Put every line of the entries below into a Markdown table with the columns "Row" and "Line", numbering the rows and skipping blank lines. Leave the pictures out.

## Start DATASET CONTENT

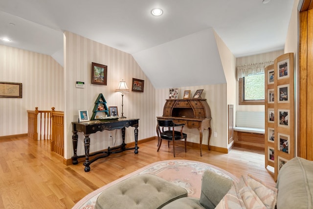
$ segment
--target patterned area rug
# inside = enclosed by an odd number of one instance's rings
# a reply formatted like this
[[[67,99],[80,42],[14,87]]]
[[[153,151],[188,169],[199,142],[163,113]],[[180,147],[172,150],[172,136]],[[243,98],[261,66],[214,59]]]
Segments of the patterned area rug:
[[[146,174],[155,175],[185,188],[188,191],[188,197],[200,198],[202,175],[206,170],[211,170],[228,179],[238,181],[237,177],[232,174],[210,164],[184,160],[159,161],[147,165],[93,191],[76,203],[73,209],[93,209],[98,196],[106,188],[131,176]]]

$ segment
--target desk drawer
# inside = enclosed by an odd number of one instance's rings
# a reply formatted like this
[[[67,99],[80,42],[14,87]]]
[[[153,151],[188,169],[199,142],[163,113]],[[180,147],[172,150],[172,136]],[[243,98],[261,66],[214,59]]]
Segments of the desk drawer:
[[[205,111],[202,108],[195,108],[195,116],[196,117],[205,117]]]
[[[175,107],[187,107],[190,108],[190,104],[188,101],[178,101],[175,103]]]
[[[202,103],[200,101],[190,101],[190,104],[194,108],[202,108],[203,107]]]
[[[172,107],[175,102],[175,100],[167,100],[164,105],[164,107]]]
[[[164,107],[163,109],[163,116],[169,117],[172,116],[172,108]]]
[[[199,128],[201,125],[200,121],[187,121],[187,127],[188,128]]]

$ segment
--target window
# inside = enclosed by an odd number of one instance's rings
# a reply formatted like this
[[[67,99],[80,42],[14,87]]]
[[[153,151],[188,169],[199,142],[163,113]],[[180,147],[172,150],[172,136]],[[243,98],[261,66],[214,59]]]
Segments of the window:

## End DATASET CONTENT

**RESULT OF THIS TASK:**
| Row | Line |
|---|---|
| 1 | $ segment |
| 2 | --target patterned area rug |
| 3 | # inside = enclosed by an odd number of one instance's rings |
| 4 | # a reply formatted like this |
| 5 | [[[67,99],[80,42],[14,87]]] |
| 6 | [[[153,151],[188,169],[199,142],[163,113]],[[180,147],[172,150],[172,136]],[[243,98],[261,66],[214,59]]] |
| 7 | Segments of the patterned area rug: |
| 8 | [[[146,174],[155,175],[185,188],[188,191],[188,197],[200,198],[202,175],[206,170],[211,170],[228,179],[238,181],[237,177],[232,174],[210,164],[184,160],[159,161],[147,165],[93,191],[76,203],[73,209],[93,209],[98,196],[106,188],[131,176]]] |
| 9 | $ segment |
| 10 | --target desk drawer |
| 11 | # inside = enclosed by an odd number of one instance's rings |
| 12 | # a reply formatted like this |
| 13 | [[[67,99],[80,42],[14,87]]] |
| 14 | [[[153,151],[188,169],[199,142],[163,113]],[[180,147],[172,150],[172,136]],[[243,98],[261,66],[214,59]]] |
| 15 | Segments of the desk drawer: |
| 16 | [[[205,111],[202,108],[195,108],[195,116],[196,117],[205,117]]] |
| 17 | [[[175,107],[187,107],[190,108],[190,104],[188,101],[178,101],[175,103]]] |
| 18 | [[[202,103],[200,101],[190,101],[190,104],[194,108],[202,108],[203,107]]] |
| 19 | [[[172,107],[175,102],[175,100],[167,100],[164,105],[164,107]]] |
| 20 | [[[164,107],[163,109],[163,116],[169,117],[172,116],[172,108]]] |
| 21 | [[[199,128],[201,125],[200,121],[187,121],[187,127],[188,128]]] |
| 22 | $ segment |
| 23 | --target window |
| 24 | # inside = enclosed by an odd number of one instance's rings |
| 25 | # a reply formatted like this |
| 26 | [[[67,99],[80,42],[14,87]]] |
| 27 | [[[153,151],[188,169],[199,142],[163,113]],[[180,147],[172,150],[172,136]],[[243,98],[261,66],[214,59]]] |
| 28 | Segments of the window: |